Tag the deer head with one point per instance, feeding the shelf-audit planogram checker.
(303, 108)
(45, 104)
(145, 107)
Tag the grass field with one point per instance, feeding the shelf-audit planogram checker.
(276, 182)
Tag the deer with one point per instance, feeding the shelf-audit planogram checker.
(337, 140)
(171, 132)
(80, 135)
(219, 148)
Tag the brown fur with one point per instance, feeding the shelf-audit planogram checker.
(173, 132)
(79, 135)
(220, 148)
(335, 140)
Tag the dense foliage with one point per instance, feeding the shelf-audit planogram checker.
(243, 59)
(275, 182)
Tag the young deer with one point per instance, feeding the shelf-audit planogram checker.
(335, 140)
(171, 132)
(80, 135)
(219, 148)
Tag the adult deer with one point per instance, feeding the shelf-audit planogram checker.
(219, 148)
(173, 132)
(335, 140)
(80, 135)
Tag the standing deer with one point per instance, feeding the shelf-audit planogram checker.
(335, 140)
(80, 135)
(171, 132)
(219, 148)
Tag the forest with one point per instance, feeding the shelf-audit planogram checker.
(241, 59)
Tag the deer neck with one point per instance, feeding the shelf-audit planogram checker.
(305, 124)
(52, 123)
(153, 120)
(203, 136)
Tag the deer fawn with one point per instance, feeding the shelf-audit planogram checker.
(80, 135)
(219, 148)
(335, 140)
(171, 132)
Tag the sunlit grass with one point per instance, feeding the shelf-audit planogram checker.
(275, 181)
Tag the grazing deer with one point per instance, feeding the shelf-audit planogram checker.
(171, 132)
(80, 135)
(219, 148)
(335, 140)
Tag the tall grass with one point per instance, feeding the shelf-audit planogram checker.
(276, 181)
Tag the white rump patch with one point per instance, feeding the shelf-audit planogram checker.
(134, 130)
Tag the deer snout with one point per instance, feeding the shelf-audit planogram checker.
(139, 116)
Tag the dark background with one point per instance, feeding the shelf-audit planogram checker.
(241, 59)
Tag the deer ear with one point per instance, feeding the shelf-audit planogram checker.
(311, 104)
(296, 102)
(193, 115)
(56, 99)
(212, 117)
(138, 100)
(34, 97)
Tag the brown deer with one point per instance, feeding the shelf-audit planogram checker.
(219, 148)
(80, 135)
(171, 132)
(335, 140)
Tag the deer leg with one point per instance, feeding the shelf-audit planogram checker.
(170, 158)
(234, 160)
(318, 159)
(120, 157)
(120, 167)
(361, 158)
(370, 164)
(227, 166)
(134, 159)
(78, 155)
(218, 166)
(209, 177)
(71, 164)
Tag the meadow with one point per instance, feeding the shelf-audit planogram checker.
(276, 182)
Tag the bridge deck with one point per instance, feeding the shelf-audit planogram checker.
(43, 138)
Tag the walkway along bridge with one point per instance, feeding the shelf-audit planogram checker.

> [Goal]: Give a word-for-word copy of the records.

> [Solution]:
Tag the deer head with one point per instance, feeding the shelf-audit planogram checker.
(303, 108)
(45, 104)
(145, 107)
Tag the grass field with one point per instance, feeding the shelf-audit planogram checker.
(276, 182)
Tag the deer with one point per instance, feeding the shelf-audit planogram checker.
(337, 140)
(171, 132)
(80, 135)
(219, 148)
Tag the brown fur with one point per instance, feeding the shelf-audit planogram checker.
(173, 132)
(79, 135)
(220, 148)
(335, 140)
Tag the dense foliage with one point per instance, feeding the shelf-audit planogram checker.
(243, 59)
(275, 182)
Tag the young deer with one point per instance, feeding the shelf-audit planogram checker.
(335, 140)
(171, 132)
(80, 135)
(219, 148)
Tag the adult deer with one point per instance, feeding the shelf-audit planogram checker.
(219, 148)
(173, 132)
(335, 140)
(80, 135)
Tag the standing deer with one point per instance, feeding the shelf-audit planogram checker.
(335, 140)
(80, 135)
(171, 132)
(219, 148)
Tag the forest with one point per instance, feeding the shelf-audit planogram checker.
(241, 59)
Tag the deer neck with one point per instance, feeding the shelf-audit planogram checker.
(305, 124)
(52, 123)
(153, 120)
(203, 136)
Tag the deer fawn with one point per instance, feeding the shelf-audit planogram checker.
(80, 135)
(219, 148)
(335, 140)
(171, 132)
Tag the sunlit grass with one point per instance, feeding the shelf-audit planogram checker.
(275, 181)
Tag the grazing deer with one point per instance, feeding the shelf-audit planogram checker.
(171, 132)
(80, 135)
(219, 148)
(335, 140)
Tag the tall grass with one point per instance, feeding the shelf-audit planogram checker.
(276, 181)
Tag the white rump patch with one point per instance, feeding the shelf-audit planogram checker.
(134, 130)
Tag the deer snout with one point per instance, feeding the shelf-audit planogram checker.
(139, 116)
Tag the dark background with one point per instance, feeding the shelf-audit planogram checker.
(241, 59)
Tag the deer ear with one point per instance, feeding the shelf-audit planogram checker.
(311, 104)
(296, 102)
(193, 115)
(56, 99)
(212, 117)
(138, 100)
(34, 97)
Tag the brown deer with one point per instance, feeding the shelf-audit planogram checker.
(219, 148)
(80, 135)
(171, 132)
(335, 140)
Tag the deer leg with one point per instance, feeding the shelf-audit planogram checker.
(170, 158)
(234, 160)
(318, 159)
(120, 157)
(120, 167)
(361, 158)
(370, 164)
(227, 166)
(134, 159)
(78, 155)
(218, 166)
(209, 177)
(71, 164)
Tag the meadow with one point per instance, feeding the shelf-audit planogram checker.
(276, 182)
Tag the bridge deck with one point per instance, feeding the shelf-audit planogram checker.
(43, 138)
Tag the walkway along bridge with one point per instance, feeding the shelf-audit planogram checker.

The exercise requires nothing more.